-------- Dokument

Wenn ich wüsste, dass dies mein letzter Ramadân wäre, dann wäre ich gewiss eifrig darauf bedacht, mein Fasten davor zu schützen, dass es durch irgendetwas negativ beeinträchtigt wird. Denn manch ein Fastender hat von seinem Fasten nicht mehr als nur Hunger und Durst. Ja, ich würde jeden seiner Momente so betrachten, als befände ich mich im Kampf um Allâhs willen, wobei ich meine Begierden, den Satan und das Diesseits mit diesem Fasten bekämpfe.

Der Gesandte Allâhs (möge Allah ihn in Ehren halten und ihm Wohlergehen schenken) sagte: „Wer den Ramadan mit Glauben und in Erwartung [der Belohnung von Allâh] fastet, dem wird vergeben, was an seinen Sünden vorausgegangen ist.“ (Überliefert von Al-Buchârî und Muslim.)

Wüsste ich, dass dies mein letzter Ramadân wäre, dann würde ich mich wahrhaftig eifrig darum bemühen, das rituelle Gebet in der Moschee zu verbringen, wo mir der Rezitator mit den Worten Allâhs – mächtig und majestätisch ist Er – Genuss bereitet und einen Streifzug von der ersten Seite des Qurân-Exemplars bis zur letzten unternimmt, während ich mit ihm gemeinsam tiefgründig nachzudenken und zu begreifen versuche. Ja, und nach dem langen Gebet komme ich zurück nach Hause in Sehnsucht nach den Worten meines Herrn; daher schlage ich das Qurân-Exemplar auf und strebe nach mehr davon. Wahrhaftig, es sind die Worte meines Herrn! Ikrima ibn Abû Dschahl  möge Allah mit ihm zufrieden sein pflegte das Qurân-Exemplar aufzuschlagen, auf seine Augen zu legen und zu weinen. Sodann sagte er: „Die Worte meines Herrn, die Worte meines Herrn!“

Wenn ich wüsste, dass dies mein letzter Ramadân wäre, würde ich es nicht wagen zu sündigen; ich würde nicht die Zeitungen und Magazine aufschlagen und begierig nach den Terminen von Seifenopern, Filmen und unmoralischen Fernsehprogrammen suchen. Wahrhaftig, die Sekunden des Lebens sind gezählt, und es wäre nicht vernünftig, niederzureißen, was ich gerade aufbaue, und niederzuschmettern, was ich errichte! Dies ist mein riesiges Schloss, das ich im Ramadân mit Hilfe des Fastens und des nächtlichen rituellen Gebets sowie mit dem Qurân und den Spenden errichtet habe. Wie könnte ich es mit einem Blick auf etwas Verbotenes oder ein schändliches Wort oder ein unverschämtes Lachen wieder zerstören?

----------------

Aufgaben und Übungen:
A: Beantworten Sie anhand des Textes über den letzten Ramadân die folgenden Fragen:
(i) Was bekämpft der Sprecher mit dem Fasten?
(ii) Von wem wurde der Ausspruch des Gesandten Allâhs überliefert?
(iii) Was tat Ikrima ibn Abû Dschahl mit dem Qurân-Exemplar, bevor er zu weinen begann?
B: Führen Sie den Text über den letzten Ramadân nach seinem letzten Satz weiter.
Die Datensätze stammen aus einer anderen Quelle.

-------- Datensätze

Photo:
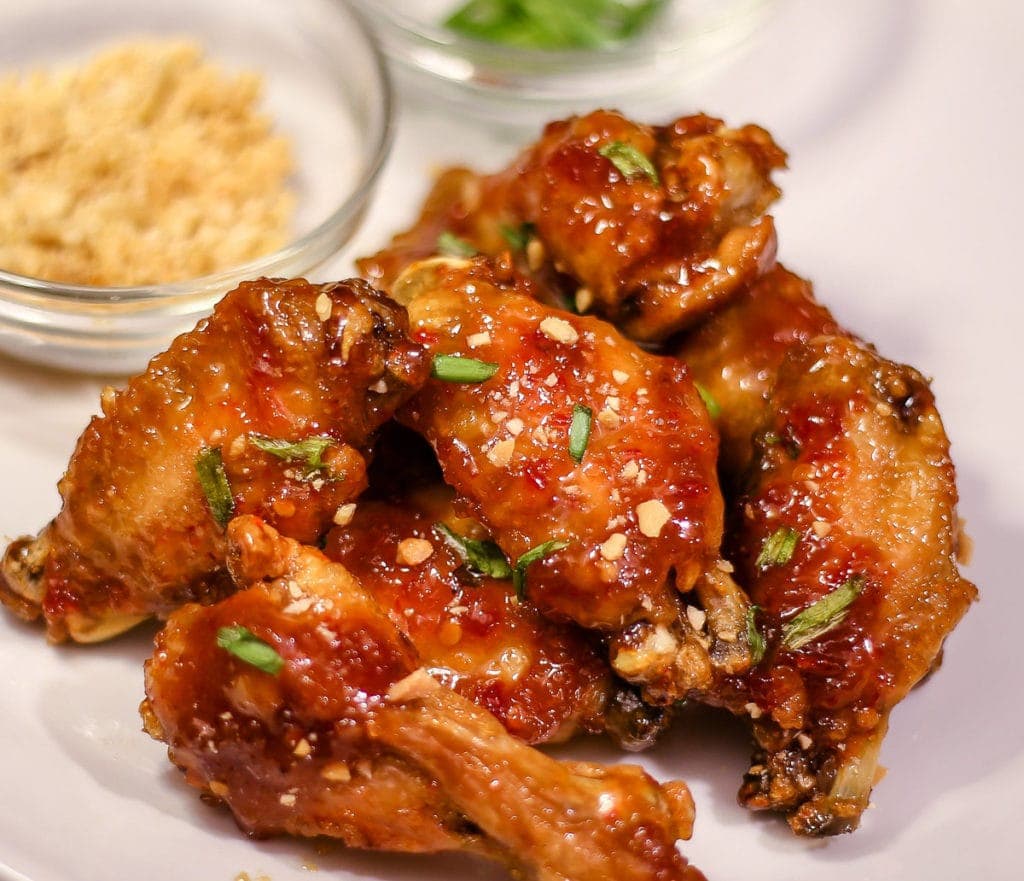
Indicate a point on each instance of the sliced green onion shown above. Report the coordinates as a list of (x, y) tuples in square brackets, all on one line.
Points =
[(778, 548), (630, 161), (755, 639), (309, 451), (823, 616), (528, 558), (714, 410), (553, 24), (518, 237), (482, 557), (241, 642), (455, 368), (452, 246), (213, 479), (580, 431)]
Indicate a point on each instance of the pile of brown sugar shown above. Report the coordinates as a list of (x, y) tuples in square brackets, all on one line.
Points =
[(146, 164)]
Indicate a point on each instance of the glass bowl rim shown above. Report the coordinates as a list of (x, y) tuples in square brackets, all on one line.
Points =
[(200, 287), (498, 54)]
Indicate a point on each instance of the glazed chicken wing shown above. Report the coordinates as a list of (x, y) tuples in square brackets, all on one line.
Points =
[(609, 534), (334, 727), (265, 408), (845, 538), (736, 352), (542, 680), (649, 226)]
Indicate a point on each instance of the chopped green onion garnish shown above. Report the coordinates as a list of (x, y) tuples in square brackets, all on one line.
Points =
[(629, 160), (309, 451), (553, 24), (241, 642), (452, 246), (454, 368), (580, 431), (778, 548), (754, 638), (213, 479), (714, 410), (518, 237), (824, 615), (482, 557), (528, 558)]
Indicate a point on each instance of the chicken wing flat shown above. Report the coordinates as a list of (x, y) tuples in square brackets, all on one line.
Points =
[(845, 538), (735, 354), (649, 226), (265, 408), (542, 680), (590, 463), (328, 724)]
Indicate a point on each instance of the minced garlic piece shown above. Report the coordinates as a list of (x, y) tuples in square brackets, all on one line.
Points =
[(414, 551), (559, 330), (343, 516), (337, 772), (501, 454), (145, 164), (651, 516)]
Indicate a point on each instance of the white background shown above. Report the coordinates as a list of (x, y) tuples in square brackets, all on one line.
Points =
[(903, 125)]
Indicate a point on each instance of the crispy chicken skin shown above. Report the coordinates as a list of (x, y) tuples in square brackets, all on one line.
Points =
[(640, 513), (736, 352), (354, 740), (544, 681), (849, 452), (652, 252), (135, 536)]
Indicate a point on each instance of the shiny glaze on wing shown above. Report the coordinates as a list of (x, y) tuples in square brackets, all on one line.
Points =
[(352, 739), (542, 680), (135, 536), (503, 445), (736, 352), (652, 255), (825, 437)]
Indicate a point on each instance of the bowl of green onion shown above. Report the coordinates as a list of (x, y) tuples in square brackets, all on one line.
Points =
[(509, 58)]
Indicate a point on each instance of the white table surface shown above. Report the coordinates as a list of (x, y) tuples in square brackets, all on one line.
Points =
[(903, 126)]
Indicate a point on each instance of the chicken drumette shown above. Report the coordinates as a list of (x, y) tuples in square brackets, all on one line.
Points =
[(326, 722), (844, 533), (649, 226), (608, 530), (266, 407)]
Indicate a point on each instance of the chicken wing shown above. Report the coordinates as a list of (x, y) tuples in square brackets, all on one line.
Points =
[(650, 226), (592, 465), (543, 681), (845, 538), (265, 408), (736, 352), (334, 728)]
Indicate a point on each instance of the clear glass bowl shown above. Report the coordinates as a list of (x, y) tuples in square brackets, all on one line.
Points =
[(518, 85), (327, 89)]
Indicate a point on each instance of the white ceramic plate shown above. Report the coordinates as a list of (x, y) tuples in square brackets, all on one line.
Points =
[(902, 206)]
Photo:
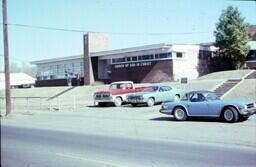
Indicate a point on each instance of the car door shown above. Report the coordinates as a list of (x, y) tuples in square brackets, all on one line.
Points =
[(198, 105), (214, 104), (164, 93)]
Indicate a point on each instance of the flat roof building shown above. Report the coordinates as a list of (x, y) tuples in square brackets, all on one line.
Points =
[(142, 64)]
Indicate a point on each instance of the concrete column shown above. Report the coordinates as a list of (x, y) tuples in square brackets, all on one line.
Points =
[(88, 71)]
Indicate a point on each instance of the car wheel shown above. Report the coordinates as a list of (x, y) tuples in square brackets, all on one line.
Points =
[(101, 104), (150, 102), (230, 115), (176, 98), (180, 114), (134, 104), (118, 101), (243, 118)]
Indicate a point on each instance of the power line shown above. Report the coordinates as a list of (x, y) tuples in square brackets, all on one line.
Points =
[(113, 33)]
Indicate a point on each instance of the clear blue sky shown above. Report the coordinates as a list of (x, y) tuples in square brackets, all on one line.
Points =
[(114, 16)]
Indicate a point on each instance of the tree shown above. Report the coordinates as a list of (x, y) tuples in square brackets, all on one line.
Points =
[(232, 37)]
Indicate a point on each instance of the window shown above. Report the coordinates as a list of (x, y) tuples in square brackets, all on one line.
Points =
[(205, 55), (161, 56), (197, 97), (212, 96), (179, 55), (147, 57), (118, 60), (134, 58)]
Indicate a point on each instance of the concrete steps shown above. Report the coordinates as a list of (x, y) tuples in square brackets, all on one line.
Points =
[(251, 76), (60, 93), (226, 86)]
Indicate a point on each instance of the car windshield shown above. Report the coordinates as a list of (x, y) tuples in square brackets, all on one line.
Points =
[(151, 89), (211, 96), (117, 86)]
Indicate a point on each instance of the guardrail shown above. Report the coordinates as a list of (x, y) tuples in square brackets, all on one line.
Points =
[(71, 103)]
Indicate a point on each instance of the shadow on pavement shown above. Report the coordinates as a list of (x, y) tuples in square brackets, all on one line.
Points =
[(198, 119)]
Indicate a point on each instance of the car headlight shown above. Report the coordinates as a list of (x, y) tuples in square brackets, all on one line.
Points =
[(141, 98), (164, 107)]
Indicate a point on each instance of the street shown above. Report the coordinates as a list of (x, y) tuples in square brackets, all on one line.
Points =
[(24, 147)]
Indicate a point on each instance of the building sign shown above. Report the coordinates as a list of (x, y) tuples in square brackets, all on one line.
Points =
[(131, 65), (184, 80)]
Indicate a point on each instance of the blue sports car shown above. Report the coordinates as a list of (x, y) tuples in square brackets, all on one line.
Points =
[(208, 104)]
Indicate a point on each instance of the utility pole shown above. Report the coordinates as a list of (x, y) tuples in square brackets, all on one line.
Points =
[(6, 59)]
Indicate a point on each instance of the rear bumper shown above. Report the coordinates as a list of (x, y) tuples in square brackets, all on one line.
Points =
[(135, 101), (249, 112), (103, 101), (163, 111)]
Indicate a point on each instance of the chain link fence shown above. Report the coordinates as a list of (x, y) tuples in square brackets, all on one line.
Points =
[(71, 103)]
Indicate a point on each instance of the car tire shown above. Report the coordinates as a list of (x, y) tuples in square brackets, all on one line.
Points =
[(118, 101), (176, 98), (230, 115), (151, 102), (134, 104), (243, 118), (179, 114), (101, 104)]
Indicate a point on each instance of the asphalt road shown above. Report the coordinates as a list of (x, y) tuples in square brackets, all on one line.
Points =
[(24, 147)]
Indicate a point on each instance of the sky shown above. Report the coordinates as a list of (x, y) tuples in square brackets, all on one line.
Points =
[(128, 23)]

----------------

Die Lösungen:
A:
(i) Seine Begierden, den Satan und das Diesseits.
(ii) Von Al-Buchârî und Muslim.
(iii) Er schlug es auf und legte es auf seine Augen.

B:
In meinem letzten Ramadân werde ich sicher keine vergeudete Zeit und keinen langen Schlaf akzeptieren. Wie sollte ich dann Momente des Ungehorsams und der Missetaten, der Fehltritte und der Sünde hinnehmen?! Dies wäre alles andere als vernünftig...

Wüsste ich, dass dies mein letzter Ramadân wäre, so würde ich kein Geld für mich oder für meine Erben horten, sondern sehen, was mir bei meinem Herrn von Nutzen sein wird. Und so würde ich mit aller Kraft nach einem bedürftigen Armen suchen oder nach einem bedürftigen Studenten oder einem jungen Mann, der heiraten möchte, um seine Keuschheit zu wahren, aber nicht imstande dazu ist, oder nach einem Muslim, der sich gerade in Not befindet, oder nach anderen Arten von Bedürftigen und Besorgten; und sodann würde ich in der Umgebung jener Leute mit meinem Geld etwas stiften, selbst wenn es nur wenig wäre. Denn dies ist es, was für mich bleibt. Und das, was ich aufbewahre, ist das, was vergänglich ist und verschwindet.

Wenn ich wüsste, dass dies mein letzter Ramadân wäre, so würde ich meine Umma nicht vergessen! Denn deren Wunden sind zahlreich und ihre Krisen vielfältig. Wie sollte ich meinem Herrn gegenübertreten, ohne mich zuvor um die Probleme meiner Umma gekümmert zu haben?! Palästina ist belagert, der Irak ist besetzt und ebenso Afghanistan. In Tschetschenien gibt es Unterdrückung, heftige Angriffe in Kaschmir, Zersplitterung im Sudan und in Somalia Zerstörung. Barbarische Monster laufen beißend auf der Erde umher, während die Muslime in Unachtsamkeit leben.

Was werde ich zu meinem Herrn sagen, wenn ich Ihm morgen begegne!?

Wird es dann zu meinen Gunsten sein, dass ich damit beschäftigt war, Sportturniere zu verfolgen, oder mich stark für wissenschaftliche Neuigkeiten interessiert habe oder gar mit mir selbst oder mit meiner Familie beschäftigt war?

Wo ist das Bewusstsein, dass wir eine Umma sind?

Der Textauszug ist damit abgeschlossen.